YOUR INSTRUCTIONS. Nothing should be left out when you copy the entries below.

DATA PROVIDED.

□ □ □ □ □

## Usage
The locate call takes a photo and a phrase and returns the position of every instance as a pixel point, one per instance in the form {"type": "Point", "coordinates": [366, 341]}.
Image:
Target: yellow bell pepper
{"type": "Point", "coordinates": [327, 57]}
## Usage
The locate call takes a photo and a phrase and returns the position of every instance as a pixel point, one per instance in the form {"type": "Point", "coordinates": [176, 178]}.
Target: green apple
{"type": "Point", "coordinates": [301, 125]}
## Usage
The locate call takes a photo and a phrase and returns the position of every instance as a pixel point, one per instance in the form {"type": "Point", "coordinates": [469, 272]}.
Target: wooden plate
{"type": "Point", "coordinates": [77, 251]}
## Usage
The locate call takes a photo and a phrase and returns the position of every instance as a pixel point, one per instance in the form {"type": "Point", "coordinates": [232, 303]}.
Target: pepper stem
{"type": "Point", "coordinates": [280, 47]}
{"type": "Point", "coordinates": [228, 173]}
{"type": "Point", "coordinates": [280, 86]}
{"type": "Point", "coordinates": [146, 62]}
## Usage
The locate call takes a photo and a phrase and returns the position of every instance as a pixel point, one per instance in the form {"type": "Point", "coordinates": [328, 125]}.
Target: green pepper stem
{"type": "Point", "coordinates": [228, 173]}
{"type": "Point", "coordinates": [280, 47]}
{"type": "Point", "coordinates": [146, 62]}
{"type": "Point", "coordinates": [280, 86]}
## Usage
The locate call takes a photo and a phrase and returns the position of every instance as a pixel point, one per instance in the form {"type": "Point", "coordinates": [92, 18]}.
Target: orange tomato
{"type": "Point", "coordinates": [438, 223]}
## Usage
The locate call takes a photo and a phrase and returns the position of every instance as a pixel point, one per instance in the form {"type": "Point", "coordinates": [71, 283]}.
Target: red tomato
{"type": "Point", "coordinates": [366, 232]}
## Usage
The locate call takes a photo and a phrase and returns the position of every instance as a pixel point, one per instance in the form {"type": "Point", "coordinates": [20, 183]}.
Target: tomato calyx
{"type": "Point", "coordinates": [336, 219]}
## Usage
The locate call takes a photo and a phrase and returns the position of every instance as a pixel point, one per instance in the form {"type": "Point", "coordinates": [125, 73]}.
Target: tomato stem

□ □ □ □ □

TASK ANSWER.
## Usage
The locate call takes a photo and a phrase and returns the position of every instance as a pixel point, one per instance in the form {"type": "Point", "coordinates": [366, 341]}.
Image:
Target: yellow bell pepper
{"type": "Point", "coordinates": [327, 57]}
## Usage
The locate call takes a photo and a phrase and returns the position of every instance as a pixel point, one per instance in the form {"type": "Point", "coordinates": [176, 178]}.
Target: green apple
{"type": "Point", "coordinates": [301, 125]}
## Usage
The locate call takes a photo and a phrase and returns the position of every instance as a pixel point, one per instance in the form {"type": "Point", "coordinates": [469, 272]}.
Target: wooden plate
{"type": "Point", "coordinates": [77, 251]}
## Usage
The locate call takes a photo and a phrase and returns the position of every instance as a pixel point, one per instance in the form {"type": "Point", "coordinates": [232, 303]}.
Target: pepper stem
{"type": "Point", "coordinates": [280, 47]}
{"type": "Point", "coordinates": [228, 173]}
{"type": "Point", "coordinates": [280, 86]}
{"type": "Point", "coordinates": [146, 62]}
## Usage
The locate call takes a photo and a phrase and returns the position of every instance as a pixel point, one per instance in the form {"type": "Point", "coordinates": [328, 125]}.
Target: green pepper stem
{"type": "Point", "coordinates": [228, 173]}
{"type": "Point", "coordinates": [280, 47]}
{"type": "Point", "coordinates": [146, 62]}
{"type": "Point", "coordinates": [280, 86]}
## Usage
The locate call takes a photo and a phrase and returns the position of every instance as a pixel point, one per instance in the form {"type": "Point", "coordinates": [92, 18]}.
Target: orange tomato
{"type": "Point", "coordinates": [438, 223]}
## Usage
The locate call takes a photo and a phrase and returns the position of every instance as a pixel point, one per instance in the form {"type": "Point", "coordinates": [71, 283]}.
Target: red tomato
{"type": "Point", "coordinates": [366, 232]}
## Usage
The locate call takes a photo and a phrase and returns the position of every instance as a pixel point, one per instance in the form {"type": "Point", "coordinates": [20, 183]}.
Target: tomato calyx
{"type": "Point", "coordinates": [336, 219]}
## Usage
The locate call takes a photo and a phrase and returns the position of every instance as a pixel point, one per instance in the form {"type": "Point", "coordinates": [125, 73]}.
Target: tomato stem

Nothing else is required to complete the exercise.